AUFGABE: Führe den Textauszug über den Samstagmorgen mit der übergekochten Milch ab seinem letzten Satz weiter.

TEXTAUSZUG:
........
Es ist Frühling, und manchmal fast sommerlich warm. Zudem hat sich mein Wohnbereich wieder vergrössert. Die Balkontüren stehen offen. Und der Unterschied zwischen drinnen und draussen verschwindet. Und das Leben wird etwas einfacher, Nicht immer. Aber ganz sicher dann, wenn man draussen sitzt.

Der letzte Samstag begann damit, dass ich, noch nicht ganz wach, die Kaffeekanne und die Pfanne mit Milch vertauschte. Was ich aber erst bemerkte, als ich, nachdem ich wie gewohnt darauf gewartet habe, dass es anfängt nach Kaffee zu riechen, und stattdessen feststellen musste, dass die Milch schon Bekanntschaft gemacht hatte mit der heissen Herdplatte. Ich versuchte, so gut es eben ging und möglichst ohne mir dabei die Finger zu verbrennen, den grössten Teil der Sauerei aufzuwischen. Da tippte mir jemand auf die rechte Schulter. Es war nicht der Geist meines verstorbenen Grossvaters, sondern die Hauswartsfrau, Erschrocken bin ich auf jeden Fall. Und da machte es klick. Der Brandmelder hat gepetzt!
........
DATEN:
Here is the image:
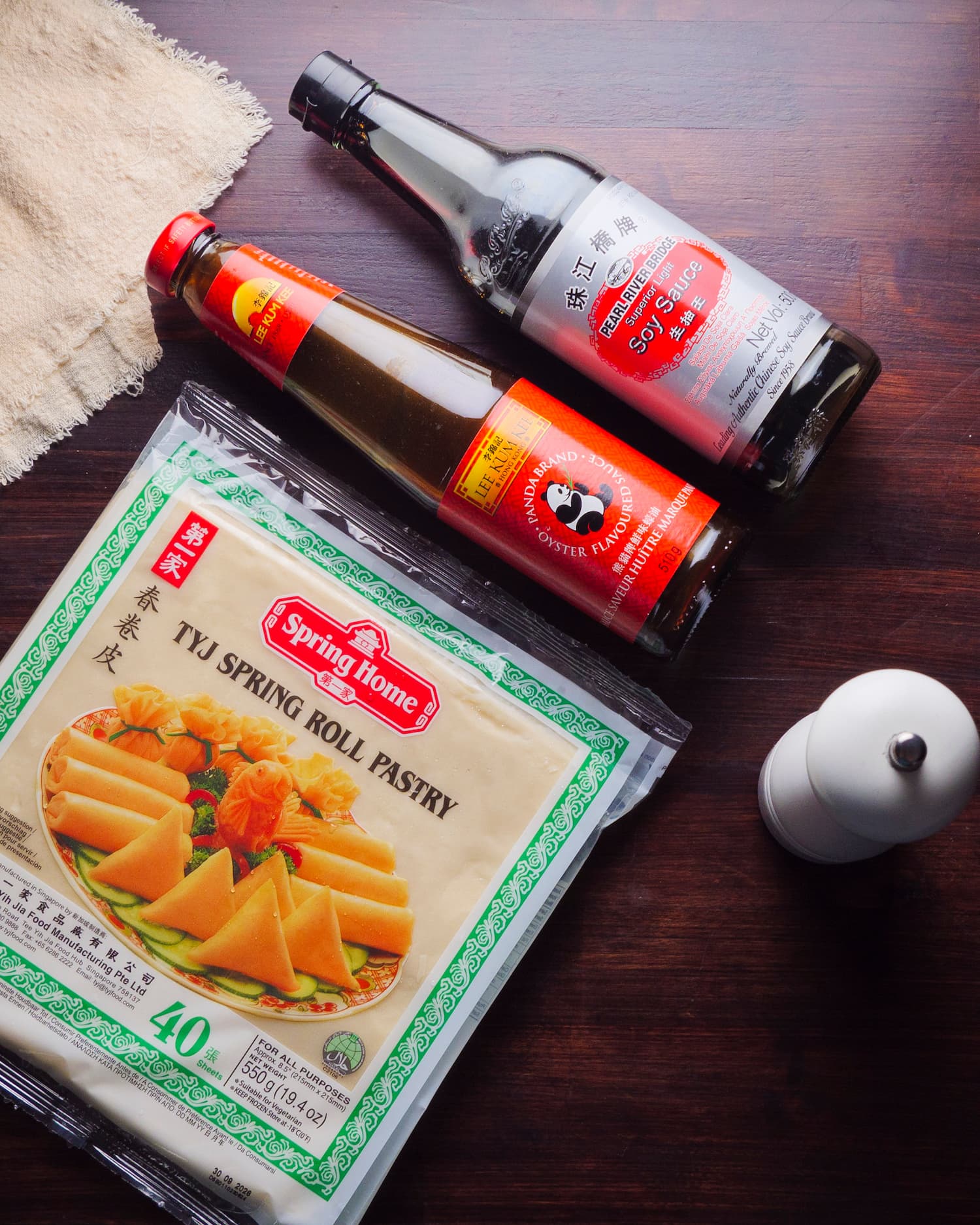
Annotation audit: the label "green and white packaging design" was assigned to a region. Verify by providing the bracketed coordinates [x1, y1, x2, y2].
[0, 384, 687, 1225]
........
ANTWORT ZUR AUFGABE:
Kann man dem jetzt nicht mal mehr in aller Ruhe die Milch überkochen lassen? Anscheinend nicht. Dabei ist man doch schon genug gestraft mit einer stinkenden Wohnung und einer Herdplatte, die einen mindestens einen halben Tag auf Trab hält und extra viel Zuwendung fordert.

Ich fühlte mich furchtbar. Vor allem, weil der Alarm weder sicht- noch spürbar war und mir deshalb gnadenlos vor Augen führte, dass ich wirklich keinen Pieps mehr höre.
Nicht, dass ich das nicht weiss. Und wie ich das weiss. Aber es ist nicht nötig, sich diesen Umstand 24 Stunden am Tag vor Augen zu halten. Und schon gar nicht, wenn man gerade die Hälfte des Morgenmilchkaffee u.a. in Rauch aufgegangen ist.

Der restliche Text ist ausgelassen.